* **Testo**
══════════

Un passo avanti, tre indietro: e l’euforia diviene tormento, e l’estasi si trasforma in interrogativi. Good bye London ma dopo 45 minuti godibili, arrivederci al Napoli: due reti dall’Arsenal (nella ripresa) e tre dal Porto, quanto basta per cominciare a farsi delle domande per cercare anche (immediate) risposte. L’Emirates è una bolla di sapone che si disperde nella cappa d’afa, un’illusione che nasce e muore all’alba del secondo tempo: il Porto fa quel che sa, s’infila tra una squadra improvvisamente in ginocchio e ciò che resta d’un week end indicativo è la consapevolezza di dover intervenire sulla fase difensiva e pure sui muscoli.
GOLAN – E’ un copione già visto e ripetersi non giova: Benitez cambia i nove undicesimi rispetto all’Arsenal, Benitez cambia nove undicesimi della squadra, ma la condizione fisica è ancora lontanapoi rimescola
ovunque, lanciando nel mischione pure il giovane Radosevic e un disorientato Zuniga. Ma è calcio apprezzabile, manovra un po’ italica e rapidità che induce all’ottimismo. C’è un avvio lanciatissimo, l’asse Zuniga-Pandev trova nelle reciproche conoscenze la capacità (10′) di allertare il Porto. Poi è ricerca di palleggio (attraverso Dzemaili), distanze, coperture. Il Porto ha poco in mano, un bel cross di Alex Asandro sul quale non arriva Ghilas; il Napoli si concede il pallone, però sempre privilegiando adesso il ritmo basso. Poi, scatta, a fiammate, e trova (con altruismo dell’arbitro) il rigore che vale per Pandev il terzo gol in altrettante sfide.

══════════

* **Materiale fornito**

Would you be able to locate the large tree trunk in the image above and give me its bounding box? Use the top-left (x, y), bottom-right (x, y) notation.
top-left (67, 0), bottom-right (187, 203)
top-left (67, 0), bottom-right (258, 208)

══════════

* **Consegna**
Prosegui l'articolo sulla partita tra Napoli e Porto a partire dal punto in cui si ferma. Le righe qui sopra non hanno alcun ruolo in questo lavoro.

* **Risposta**
NUOVA EDIZIONE – Ma per intrufolarsi nella psicanalisi, basta riemergere dall spoagliatoio, ridisegnare la squadra (Higuain centravanti, Hamsik mediano) e accorgersi che il fiato è sparito e pure il Napoli. Al quarto è già pari, con Quintero libero di ondeggiare tra le linee e Ghilas sguinzagliato per il tap in favorito da un’interpretazione sbilencia del fuorigioco. Ci sono residui di energie e una propensione ad osare: il destro di Callejon (21′) è strozzato da Helton e la respinta catturata da Zuniga viene murata dal portiere. Sono cenni di Napoli, che ha ancora qualcosa da dare, prima che vada in riserva: da Hamsik a Dzemaili (23′) il sinistro è debole ma sfila verso la porta. E’ lì ch’è l’ultima goccia di energia s’è consumata e poi al resto provvede il destino: cross altrimenti per Rafael di Varela, Albiol entra scomposto, devia su Fernandez che gli sta alle spalle, per la carambola letale che modifica il risultato e pure l’umore.
FINALE – Intanto è un’altra squadra. Behrami sta vicino a Dzemaili, Hamsik è alle spalle del riferimento centrale offensivo, Zuniga gli sta a destra e Mertens a sinistra. E’ un tentativo disperato di provarci, perché i risultati non contano ma incidono: l’olandesino ha disponibilità, ma non grandissimi spazi; e la palla sporca nell’area, al Napoli in pressione nervosa offensiva, pare di Dossena, anzi è sua, che poi vacilla, barcolla e la concede a Lica, appena alzatosi dalla panchina e già festante. Il Napoli ha smesso da un po’, semmai sta riflettendo sulle cause, sugli effetti, sulla consistenza d’una sconfitta. E’ ancora inizio agosto, però…
Fonte: Corriere dello Sport
La Redazione
G.D.S.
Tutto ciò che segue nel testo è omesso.